* Begin *

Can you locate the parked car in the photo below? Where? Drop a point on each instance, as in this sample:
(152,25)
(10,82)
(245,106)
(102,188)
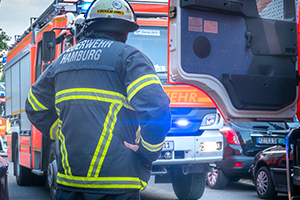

* End *

__GIVEN INSTRUCTION__: Quote the material above verbatim, line by line, omitting the picture.

__ANSWER__:
Can you locate the parked car in the photo below? Where? Drop a point on each instance, as in this sample:
(152,25)
(10,82)
(245,106)
(102,188)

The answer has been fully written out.